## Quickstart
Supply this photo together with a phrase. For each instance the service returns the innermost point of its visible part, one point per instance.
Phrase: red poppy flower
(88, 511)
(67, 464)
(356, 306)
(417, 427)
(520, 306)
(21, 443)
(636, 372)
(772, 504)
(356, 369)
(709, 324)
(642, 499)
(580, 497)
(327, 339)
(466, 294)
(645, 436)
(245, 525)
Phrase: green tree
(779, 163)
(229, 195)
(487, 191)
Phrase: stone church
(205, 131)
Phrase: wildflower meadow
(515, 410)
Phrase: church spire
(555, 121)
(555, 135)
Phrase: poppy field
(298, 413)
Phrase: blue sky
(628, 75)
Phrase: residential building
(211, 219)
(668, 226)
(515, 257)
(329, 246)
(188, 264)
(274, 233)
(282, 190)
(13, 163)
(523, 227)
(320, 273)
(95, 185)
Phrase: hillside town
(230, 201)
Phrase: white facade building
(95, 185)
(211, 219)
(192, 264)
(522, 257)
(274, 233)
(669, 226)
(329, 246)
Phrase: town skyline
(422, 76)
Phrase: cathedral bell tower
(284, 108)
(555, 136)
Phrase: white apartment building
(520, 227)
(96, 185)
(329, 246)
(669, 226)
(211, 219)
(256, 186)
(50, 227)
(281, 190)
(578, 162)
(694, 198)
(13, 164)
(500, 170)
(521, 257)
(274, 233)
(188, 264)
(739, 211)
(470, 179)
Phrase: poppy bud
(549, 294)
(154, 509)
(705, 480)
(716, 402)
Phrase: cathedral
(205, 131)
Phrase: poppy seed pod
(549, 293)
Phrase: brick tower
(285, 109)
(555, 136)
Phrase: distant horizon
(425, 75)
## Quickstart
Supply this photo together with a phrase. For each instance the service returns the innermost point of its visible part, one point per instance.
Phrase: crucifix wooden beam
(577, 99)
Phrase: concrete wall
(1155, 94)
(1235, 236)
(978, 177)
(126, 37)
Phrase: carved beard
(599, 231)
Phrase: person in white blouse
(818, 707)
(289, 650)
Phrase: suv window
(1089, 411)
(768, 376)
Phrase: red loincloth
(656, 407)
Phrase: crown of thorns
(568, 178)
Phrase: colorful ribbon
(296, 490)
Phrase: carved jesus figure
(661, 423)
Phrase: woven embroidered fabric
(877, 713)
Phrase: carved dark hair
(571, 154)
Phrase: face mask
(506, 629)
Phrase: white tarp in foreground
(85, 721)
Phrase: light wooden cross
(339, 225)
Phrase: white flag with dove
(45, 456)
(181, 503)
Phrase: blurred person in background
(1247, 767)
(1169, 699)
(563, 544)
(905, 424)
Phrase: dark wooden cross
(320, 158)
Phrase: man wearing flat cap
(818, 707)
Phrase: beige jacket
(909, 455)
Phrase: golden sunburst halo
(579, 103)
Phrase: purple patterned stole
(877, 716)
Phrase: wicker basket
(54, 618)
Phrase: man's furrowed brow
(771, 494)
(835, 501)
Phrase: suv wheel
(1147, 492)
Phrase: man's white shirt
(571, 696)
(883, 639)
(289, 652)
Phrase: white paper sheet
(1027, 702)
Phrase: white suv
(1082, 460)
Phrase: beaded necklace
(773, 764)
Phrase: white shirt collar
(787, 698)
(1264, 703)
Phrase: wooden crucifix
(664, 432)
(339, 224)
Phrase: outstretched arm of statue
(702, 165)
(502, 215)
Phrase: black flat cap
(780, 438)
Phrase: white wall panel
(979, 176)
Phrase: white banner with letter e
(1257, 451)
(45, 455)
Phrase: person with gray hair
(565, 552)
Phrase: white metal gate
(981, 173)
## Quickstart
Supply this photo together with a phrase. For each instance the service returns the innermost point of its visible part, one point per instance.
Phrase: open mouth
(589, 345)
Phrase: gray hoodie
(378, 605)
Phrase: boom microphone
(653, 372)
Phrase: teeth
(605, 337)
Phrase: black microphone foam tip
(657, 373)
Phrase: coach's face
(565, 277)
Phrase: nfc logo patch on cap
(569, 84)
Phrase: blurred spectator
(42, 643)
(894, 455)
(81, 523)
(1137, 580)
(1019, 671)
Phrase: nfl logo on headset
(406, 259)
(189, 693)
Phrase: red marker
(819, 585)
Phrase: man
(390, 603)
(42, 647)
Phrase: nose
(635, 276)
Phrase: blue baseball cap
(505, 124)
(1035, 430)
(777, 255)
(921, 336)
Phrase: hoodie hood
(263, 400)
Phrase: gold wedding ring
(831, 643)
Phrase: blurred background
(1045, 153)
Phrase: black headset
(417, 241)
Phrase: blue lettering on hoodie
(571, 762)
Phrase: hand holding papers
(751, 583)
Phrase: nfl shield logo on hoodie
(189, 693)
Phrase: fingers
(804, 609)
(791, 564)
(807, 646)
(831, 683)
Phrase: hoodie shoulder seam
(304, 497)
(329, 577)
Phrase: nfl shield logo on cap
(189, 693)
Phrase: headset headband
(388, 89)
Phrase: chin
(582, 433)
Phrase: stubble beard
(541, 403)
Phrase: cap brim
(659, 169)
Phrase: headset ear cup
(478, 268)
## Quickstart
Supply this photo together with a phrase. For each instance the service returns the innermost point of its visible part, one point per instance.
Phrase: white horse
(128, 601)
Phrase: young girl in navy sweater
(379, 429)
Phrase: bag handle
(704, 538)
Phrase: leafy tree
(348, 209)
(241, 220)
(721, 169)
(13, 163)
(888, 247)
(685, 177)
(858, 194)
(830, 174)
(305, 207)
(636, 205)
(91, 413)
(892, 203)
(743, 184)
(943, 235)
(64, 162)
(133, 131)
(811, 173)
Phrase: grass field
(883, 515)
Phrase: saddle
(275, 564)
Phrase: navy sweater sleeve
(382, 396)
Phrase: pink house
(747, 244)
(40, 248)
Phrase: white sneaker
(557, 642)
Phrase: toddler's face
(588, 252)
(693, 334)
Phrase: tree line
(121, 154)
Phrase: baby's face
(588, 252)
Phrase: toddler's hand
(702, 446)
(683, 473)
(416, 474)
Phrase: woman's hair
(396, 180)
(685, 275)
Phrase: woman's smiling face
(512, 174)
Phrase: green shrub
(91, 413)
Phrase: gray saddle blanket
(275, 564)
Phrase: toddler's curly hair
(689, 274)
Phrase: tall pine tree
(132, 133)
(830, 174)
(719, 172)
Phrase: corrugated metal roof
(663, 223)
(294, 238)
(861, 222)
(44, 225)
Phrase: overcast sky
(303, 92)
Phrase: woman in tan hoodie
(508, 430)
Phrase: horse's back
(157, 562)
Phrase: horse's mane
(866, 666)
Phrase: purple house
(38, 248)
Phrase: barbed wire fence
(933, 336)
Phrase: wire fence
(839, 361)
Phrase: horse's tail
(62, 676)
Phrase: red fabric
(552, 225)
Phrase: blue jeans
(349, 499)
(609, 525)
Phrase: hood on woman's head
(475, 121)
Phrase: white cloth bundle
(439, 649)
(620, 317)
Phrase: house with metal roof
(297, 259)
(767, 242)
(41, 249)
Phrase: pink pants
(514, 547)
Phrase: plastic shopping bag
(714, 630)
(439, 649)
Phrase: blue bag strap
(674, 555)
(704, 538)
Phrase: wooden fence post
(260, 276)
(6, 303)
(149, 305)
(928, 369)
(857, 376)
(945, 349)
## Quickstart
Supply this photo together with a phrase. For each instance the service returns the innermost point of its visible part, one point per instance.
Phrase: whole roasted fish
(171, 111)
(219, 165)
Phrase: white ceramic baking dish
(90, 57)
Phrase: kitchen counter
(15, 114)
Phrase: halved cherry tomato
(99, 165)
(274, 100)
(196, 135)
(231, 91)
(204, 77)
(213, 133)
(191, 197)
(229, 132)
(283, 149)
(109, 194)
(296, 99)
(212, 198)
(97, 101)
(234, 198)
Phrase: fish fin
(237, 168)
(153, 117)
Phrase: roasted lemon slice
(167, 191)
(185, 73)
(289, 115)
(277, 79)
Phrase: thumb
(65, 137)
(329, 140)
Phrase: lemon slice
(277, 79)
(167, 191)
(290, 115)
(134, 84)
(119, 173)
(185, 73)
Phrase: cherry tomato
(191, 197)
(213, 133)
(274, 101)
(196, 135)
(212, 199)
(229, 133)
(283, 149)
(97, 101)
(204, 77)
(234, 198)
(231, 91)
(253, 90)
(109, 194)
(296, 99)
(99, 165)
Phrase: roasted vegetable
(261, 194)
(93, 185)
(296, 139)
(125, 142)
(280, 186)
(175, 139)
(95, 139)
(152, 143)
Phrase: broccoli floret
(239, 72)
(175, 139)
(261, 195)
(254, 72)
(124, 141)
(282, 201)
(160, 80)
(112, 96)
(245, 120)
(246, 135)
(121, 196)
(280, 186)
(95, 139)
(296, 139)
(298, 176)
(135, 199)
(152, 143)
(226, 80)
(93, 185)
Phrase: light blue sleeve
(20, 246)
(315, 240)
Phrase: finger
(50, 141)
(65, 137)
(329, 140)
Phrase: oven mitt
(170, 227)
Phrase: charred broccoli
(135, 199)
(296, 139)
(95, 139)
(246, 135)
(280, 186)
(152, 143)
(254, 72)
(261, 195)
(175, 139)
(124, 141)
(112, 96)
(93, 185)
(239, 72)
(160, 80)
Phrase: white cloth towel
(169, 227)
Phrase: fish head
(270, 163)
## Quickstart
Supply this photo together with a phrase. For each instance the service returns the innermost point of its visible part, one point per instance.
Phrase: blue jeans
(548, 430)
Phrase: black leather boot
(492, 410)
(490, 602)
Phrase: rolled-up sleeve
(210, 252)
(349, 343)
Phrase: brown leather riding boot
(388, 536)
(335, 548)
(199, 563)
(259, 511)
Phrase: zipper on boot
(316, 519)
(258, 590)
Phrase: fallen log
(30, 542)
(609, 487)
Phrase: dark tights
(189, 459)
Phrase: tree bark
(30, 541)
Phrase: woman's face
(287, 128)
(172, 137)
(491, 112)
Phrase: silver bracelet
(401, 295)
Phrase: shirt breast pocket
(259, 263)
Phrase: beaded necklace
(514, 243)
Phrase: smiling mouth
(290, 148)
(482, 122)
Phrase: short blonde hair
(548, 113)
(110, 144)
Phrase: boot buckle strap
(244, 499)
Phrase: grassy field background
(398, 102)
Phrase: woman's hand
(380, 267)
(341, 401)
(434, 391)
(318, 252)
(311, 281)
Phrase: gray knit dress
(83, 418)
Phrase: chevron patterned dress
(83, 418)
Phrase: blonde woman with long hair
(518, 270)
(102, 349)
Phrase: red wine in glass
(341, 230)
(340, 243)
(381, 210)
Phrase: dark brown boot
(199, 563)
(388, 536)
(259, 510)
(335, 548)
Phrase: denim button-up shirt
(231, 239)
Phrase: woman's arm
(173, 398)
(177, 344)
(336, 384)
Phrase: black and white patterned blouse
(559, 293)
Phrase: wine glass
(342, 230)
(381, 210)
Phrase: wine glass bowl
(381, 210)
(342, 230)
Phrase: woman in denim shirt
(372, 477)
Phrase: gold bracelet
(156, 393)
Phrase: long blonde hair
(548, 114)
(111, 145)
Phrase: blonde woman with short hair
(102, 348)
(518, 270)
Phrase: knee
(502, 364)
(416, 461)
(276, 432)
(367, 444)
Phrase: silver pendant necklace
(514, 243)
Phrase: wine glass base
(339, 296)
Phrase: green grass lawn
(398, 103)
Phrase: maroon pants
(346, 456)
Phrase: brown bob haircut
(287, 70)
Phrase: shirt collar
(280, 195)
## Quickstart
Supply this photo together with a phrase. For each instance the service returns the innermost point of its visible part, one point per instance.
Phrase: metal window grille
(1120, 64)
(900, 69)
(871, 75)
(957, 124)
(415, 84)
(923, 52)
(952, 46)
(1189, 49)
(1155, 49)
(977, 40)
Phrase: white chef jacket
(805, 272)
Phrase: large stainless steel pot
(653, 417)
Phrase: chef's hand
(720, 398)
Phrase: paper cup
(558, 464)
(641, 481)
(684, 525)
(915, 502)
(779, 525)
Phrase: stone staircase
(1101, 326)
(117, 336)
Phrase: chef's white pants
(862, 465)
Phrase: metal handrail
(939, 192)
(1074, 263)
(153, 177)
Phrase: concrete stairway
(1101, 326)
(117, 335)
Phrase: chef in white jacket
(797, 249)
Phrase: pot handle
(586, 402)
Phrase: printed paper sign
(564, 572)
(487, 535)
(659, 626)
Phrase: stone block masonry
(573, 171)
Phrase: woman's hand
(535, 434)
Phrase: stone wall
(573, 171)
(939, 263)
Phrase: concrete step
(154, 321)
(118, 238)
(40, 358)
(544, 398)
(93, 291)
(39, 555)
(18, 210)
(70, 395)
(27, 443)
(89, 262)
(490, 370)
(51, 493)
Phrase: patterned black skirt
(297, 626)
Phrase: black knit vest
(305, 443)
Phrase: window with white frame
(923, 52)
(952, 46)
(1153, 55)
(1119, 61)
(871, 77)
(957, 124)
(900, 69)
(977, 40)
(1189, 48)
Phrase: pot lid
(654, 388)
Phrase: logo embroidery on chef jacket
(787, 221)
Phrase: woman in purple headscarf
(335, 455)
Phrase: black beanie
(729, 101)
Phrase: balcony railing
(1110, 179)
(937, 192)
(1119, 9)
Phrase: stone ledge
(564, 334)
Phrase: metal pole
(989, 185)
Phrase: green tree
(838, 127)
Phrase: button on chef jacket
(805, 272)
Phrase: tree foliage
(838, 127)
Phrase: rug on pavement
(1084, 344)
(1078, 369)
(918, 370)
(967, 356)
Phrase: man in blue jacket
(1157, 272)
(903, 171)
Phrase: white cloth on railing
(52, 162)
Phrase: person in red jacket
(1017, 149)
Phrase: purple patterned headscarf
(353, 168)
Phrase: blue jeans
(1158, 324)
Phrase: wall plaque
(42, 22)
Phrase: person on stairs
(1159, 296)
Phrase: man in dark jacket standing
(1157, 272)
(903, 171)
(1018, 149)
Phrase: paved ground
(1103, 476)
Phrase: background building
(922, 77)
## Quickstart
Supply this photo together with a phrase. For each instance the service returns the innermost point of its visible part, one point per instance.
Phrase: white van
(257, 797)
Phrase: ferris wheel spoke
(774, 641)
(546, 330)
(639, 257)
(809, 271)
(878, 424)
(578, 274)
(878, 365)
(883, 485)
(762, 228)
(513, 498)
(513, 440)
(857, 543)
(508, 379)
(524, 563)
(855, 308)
:::::
*Aim*: Using the material above, extract the line that contains "Phrase: man in blue jacket" and every line after it, exactly as given; stop at the last line.

*Solved problem*:
Phrase: man in blue jacket
(1157, 272)
(903, 171)
Phrase: white cloth on railing
(52, 162)
Phrase: person in red jacket
(1017, 149)
Phrase: purple patterned headscarf
(353, 168)
Phrase: blue jeans
(1158, 324)
Phrase: wall plaque
(42, 22)
Phrase: person on stairs
(1159, 296)
Phrase: man in dark jacket standing
(1157, 272)
(903, 171)
(1018, 149)
Phrase: paved ground
(1103, 476)
Phrase: background building
(922, 77)
## Quickstart
Supply this photo together with a phrase. For each instance the service returns the innermost point of its visible part, one point per instance.
Phrase: white van
(257, 797)
Phrase: ferris wheel spoke
(774, 641)
(546, 330)
(639, 257)
(809, 271)
(878, 424)
(578, 274)
(878, 365)
(883, 485)
(762, 228)
(513, 498)
(513, 440)
(857, 543)
(508, 379)
(524, 563)
(855, 308)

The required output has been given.